— start of RECORD EXTRACTS —

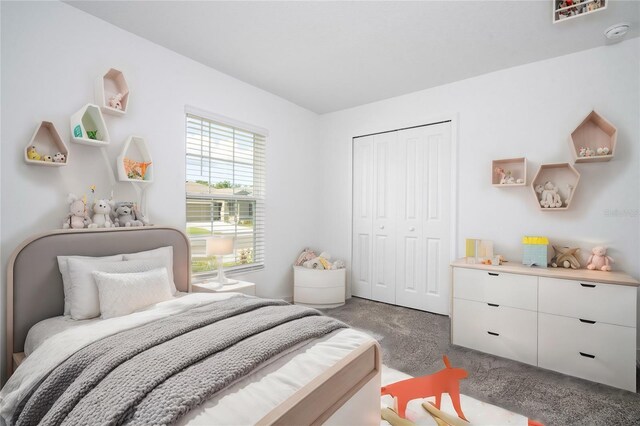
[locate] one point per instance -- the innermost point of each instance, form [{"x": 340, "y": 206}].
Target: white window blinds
[{"x": 225, "y": 192}]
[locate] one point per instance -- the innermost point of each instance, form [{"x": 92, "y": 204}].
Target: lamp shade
[{"x": 218, "y": 246}]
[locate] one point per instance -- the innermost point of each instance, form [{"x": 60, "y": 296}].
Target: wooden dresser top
[{"x": 612, "y": 277}]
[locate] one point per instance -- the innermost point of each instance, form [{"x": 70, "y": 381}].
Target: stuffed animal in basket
[
  {"x": 77, "y": 217},
  {"x": 101, "y": 214},
  {"x": 444, "y": 381},
  {"x": 599, "y": 259}
]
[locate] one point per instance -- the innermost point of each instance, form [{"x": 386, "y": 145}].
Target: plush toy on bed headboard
[{"x": 77, "y": 217}]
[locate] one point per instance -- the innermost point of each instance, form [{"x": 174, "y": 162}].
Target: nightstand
[{"x": 244, "y": 287}]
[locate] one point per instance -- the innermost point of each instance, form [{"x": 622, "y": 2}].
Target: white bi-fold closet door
[{"x": 402, "y": 217}]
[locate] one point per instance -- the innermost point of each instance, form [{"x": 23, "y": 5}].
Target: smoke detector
[{"x": 617, "y": 31}]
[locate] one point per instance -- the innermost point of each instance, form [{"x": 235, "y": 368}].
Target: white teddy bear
[{"x": 101, "y": 214}]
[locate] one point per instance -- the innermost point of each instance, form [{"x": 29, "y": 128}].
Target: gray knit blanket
[{"x": 156, "y": 373}]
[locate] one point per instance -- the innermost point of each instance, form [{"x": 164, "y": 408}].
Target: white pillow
[
  {"x": 84, "y": 293},
  {"x": 165, "y": 253},
  {"x": 66, "y": 280},
  {"x": 122, "y": 294}
]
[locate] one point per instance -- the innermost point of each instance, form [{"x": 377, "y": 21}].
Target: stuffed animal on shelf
[
  {"x": 444, "y": 381},
  {"x": 565, "y": 257},
  {"x": 116, "y": 101},
  {"x": 599, "y": 259},
  {"x": 549, "y": 195},
  {"x": 32, "y": 154},
  {"x": 124, "y": 215},
  {"x": 101, "y": 214},
  {"x": 307, "y": 254},
  {"x": 77, "y": 217}
]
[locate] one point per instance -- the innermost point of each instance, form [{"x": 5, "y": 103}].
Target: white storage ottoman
[{"x": 319, "y": 288}]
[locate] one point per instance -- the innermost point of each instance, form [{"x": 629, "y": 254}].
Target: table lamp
[{"x": 218, "y": 247}]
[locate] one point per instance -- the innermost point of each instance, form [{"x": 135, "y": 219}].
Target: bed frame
[{"x": 350, "y": 390}]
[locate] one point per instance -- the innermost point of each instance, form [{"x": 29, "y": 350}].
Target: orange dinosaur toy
[{"x": 444, "y": 381}]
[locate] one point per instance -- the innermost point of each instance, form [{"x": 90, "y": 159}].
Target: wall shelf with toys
[
  {"x": 88, "y": 127},
  {"x": 509, "y": 172},
  {"x": 593, "y": 140},
  {"x": 554, "y": 186},
  {"x": 112, "y": 92},
  {"x": 46, "y": 147},
  {"x": 134, "y": 162}
]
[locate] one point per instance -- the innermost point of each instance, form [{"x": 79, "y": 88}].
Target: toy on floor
[
  {"x": 444, "y": 381},
  {"x": 599, "y": 259},
  {"x": 565, "y": 257}
]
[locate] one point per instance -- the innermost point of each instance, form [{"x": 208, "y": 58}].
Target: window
[{"x": 225, "y": 192}]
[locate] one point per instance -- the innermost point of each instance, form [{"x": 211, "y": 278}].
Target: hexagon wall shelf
[
  {"x": 47, "y": 141},
  {"x": 564, "y": 176},
  {"x": 594, "y": 132},
  {"x": 89, "y": 119},
  {"x": 135, "y": 148},
  {"x": 108, "y": 86},
  {"x": 517, "y": 167}
]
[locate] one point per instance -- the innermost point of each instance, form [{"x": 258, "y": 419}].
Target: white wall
[
  {"x": 524, "y": 111},
  {"x": 51, "y": 54}
]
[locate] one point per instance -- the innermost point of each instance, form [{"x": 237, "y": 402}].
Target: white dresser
[{"x": 577, "y": 322}]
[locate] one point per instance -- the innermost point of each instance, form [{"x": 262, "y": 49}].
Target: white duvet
[{"x": 244, "y": 402}]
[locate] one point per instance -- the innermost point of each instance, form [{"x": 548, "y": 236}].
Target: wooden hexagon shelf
[
  {"x": 564, "y": 177},
  {"x": 515, "y": 168},
  {"x": 594, "y": 132},
  {"x": 135, "y": 150},
  {"x": 87, "y": 121},
  {"x": 110, "y": 86},
  {"x": 46, "y": 141}
]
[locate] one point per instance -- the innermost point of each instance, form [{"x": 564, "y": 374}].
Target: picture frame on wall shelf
[{"x": 564, "y": 10}]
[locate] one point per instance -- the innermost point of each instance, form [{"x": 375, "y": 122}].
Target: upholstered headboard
[{"x": 34, "y": 283}]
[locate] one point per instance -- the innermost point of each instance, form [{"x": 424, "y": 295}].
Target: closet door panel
[
  {"x": 362, "y": 253},
  {"x": 384, "y": 217},
  {"x": 410, "y": 249},
  {"x": 436, "y": 221}
]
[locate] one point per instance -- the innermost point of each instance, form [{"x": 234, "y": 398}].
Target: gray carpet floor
[{"x": 414, "y": 342}]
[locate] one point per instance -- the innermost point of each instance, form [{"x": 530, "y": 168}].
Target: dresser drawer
[
  {"x": 499, "y": 330},
  {"x": 610, "y": 303},
  {"x": 513, "y": 290},
  {"x": 600, "y": 352}
]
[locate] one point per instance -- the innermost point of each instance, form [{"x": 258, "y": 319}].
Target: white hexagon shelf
[
  {"x": 88, "y": 127},
  {"x": 563, "y": 179},
  {"x": 112, "y": 92},
  {"x": 46, "y": 141},
  {"x": 134, "y": 162},
  {"x": 593, "y": 140}
]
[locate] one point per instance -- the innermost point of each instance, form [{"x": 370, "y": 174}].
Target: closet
[{"x": 402, "y": 217}]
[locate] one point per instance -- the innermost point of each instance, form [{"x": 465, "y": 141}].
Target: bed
[{"x": 331, "y": 379}]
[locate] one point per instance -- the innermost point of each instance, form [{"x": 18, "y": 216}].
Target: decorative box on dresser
[{"x": 577, "y": 322}]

— end of RECORD EXTRACTS —

Report every line of the listing above that contains the string "wooden".

CORRECT RESPONSE:
Target: wooden dresser top
Target: wooden hexagon shelf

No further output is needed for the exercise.